----- Data supplied
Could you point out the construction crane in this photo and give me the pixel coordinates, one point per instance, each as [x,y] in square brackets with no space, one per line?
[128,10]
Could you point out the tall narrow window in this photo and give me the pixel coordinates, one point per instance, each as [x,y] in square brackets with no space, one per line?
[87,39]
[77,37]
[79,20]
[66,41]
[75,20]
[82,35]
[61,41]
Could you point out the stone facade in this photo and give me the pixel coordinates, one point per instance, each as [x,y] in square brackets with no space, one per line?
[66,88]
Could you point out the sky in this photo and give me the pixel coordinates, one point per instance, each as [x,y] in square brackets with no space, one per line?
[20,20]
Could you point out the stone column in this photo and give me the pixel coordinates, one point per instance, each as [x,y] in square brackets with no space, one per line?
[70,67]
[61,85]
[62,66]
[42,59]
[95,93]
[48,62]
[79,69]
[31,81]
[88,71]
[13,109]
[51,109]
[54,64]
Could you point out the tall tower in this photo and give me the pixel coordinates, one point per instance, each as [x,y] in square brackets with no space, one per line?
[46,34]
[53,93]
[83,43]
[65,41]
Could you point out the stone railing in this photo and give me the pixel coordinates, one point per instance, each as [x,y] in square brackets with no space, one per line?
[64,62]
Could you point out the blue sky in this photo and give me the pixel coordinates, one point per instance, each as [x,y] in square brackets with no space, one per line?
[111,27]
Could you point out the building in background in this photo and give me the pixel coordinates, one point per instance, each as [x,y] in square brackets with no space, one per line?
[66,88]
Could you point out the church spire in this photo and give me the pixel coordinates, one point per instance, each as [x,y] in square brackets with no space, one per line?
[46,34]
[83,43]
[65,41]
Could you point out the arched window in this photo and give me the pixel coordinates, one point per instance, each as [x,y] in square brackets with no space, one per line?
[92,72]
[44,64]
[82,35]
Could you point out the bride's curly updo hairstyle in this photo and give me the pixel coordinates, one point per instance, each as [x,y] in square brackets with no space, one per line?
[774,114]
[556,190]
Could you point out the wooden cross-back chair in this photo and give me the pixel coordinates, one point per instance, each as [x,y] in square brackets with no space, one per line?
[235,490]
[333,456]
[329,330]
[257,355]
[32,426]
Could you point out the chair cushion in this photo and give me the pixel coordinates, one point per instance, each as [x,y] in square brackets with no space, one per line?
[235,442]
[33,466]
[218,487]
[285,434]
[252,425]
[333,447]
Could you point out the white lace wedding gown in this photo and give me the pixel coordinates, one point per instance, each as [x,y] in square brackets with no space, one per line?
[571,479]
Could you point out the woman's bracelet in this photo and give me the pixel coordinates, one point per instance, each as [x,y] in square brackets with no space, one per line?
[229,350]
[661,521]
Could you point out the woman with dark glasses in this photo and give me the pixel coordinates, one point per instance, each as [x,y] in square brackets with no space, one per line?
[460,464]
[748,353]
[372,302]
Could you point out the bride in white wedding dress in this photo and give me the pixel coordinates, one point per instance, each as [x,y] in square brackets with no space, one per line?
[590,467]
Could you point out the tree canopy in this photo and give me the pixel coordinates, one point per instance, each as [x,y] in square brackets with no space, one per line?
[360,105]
----------
* **Written instruction**: Copy all the records above exactly, missing none.

* **Full response**:
Could you point out the construction crane in this photo and give me the pixel coordinates, one point per instance, each as [x,y] in square brackets with no space, one per line?
[128,10]
Could you point out the tall narrow window in this photo and give me the pixel coordinates, one point per instance, each as [x,y] in square brackets with no space, one per line?
[87,39]
[77,37]
[79,20]
[66,41]
[75,20]
[82,35]
[61,41]
Could you point out the stone facade in this photo and give me the pixel coordinates, one point per instance, each as [x,y] in square brackets with no space, one per line?
[66,88]
Could you point out the sky in this photo and give me the pixel coordinates, one point per instance, each as [x,y] in square brackets with no space, one per line?
[20,20]
Could you point out the stone column in this photo and give me the pixel coordinates, one point per instance, each as [x,y] in square brackets with no space, one per line?
[70,67]
[61,85]
[62,66]
[42,59]
[95,93]
[48,62]
[79,69]
[31,81]
[88,71]
[13,109]
[51,109]
[54,64]
Could you point out the tall tower in this photo and give me the pixel coordinates, one point per instance, each as [x,y] in square brackets with no space, one per line?
[46,34]
[53,93]
[83,43]
[65,41]
Could you point out the stone railing in this photo and give me the pixel coordinates, one point per instance, each as [x,y] in square brackets with no space, one per line?
[64,62]
Could you point out the blue sky in this photo and give me the pixel coordinates, one point per instance, each as [x,y] in square brackets with no space, one per line?
[111,27]
Could you point out the building in background in this photo and give me the pixel coordinates, one point per instance, each as [x,y] in square brackets with no space, one per line?
[66,88]
Could you point out the church spire in this photo and give me the pixel coordinates, one point per instance, each as [x,y] in square brackets with no space, one per line?
[46,34]
[83,43]
[65,41]
Could you point out the arched window in this photo and give me the pixel coordinates, one point per instance, each as [x,y] in square brackets with no space, one per line?
[92,72]
[44,64]
[82,35]
Could you point out the bride's curly updo hairstyle in this photo and give me the pixel coordinates, one point per instance, each as [x,y] in square brackets with no space, one per line?
[774,114]
[556,190]
Could you point out the wooden cross-back chair in this photo and give me the pixel coordinates, one point per instance, each as [x,y] in square brackets with no space, one per line?
[235,490]
[333,456]
[329,330]
[257,355]
[32,426]
Could you point out the chair cushion in this photo and give me the pixel coordinates, one point per instance, each as [x,y] in square brackets with no space, one per line?
[235,442]
[33,466]
[218,487]
[285,434]
[252,425]
[333,447]
Could you point out the white lace wedding gown in this photo and give me the pixel coordinates, one point per instance, each as [x,y] in square brackets with no space, one per line?
[571,479]
Could you point out the woman's bracelet in this photo and give me the pixel coordinates, one point per instance, each as [x,y] in square brackets with no space, one per line?
[229,350]
[661,521]
Could you point out the woman with dark glasses in this photo and give me the pixel coordinates, one point per instance, each as [x,y] in square brackets with no space, one per line?
[460,464]
[748,353]
[372,302]
Could you point out the bride in white wedding dress in this photo and give me the pixel coordinates, one point per instance, each as [x,y] in square brackets with no space, one per line?
[590,467]
Could you point out the tree canopy in this photo and give me the pixel coordinates, one point per instance, each as [x,y] in square brackets with no space, one per line?
[360,105]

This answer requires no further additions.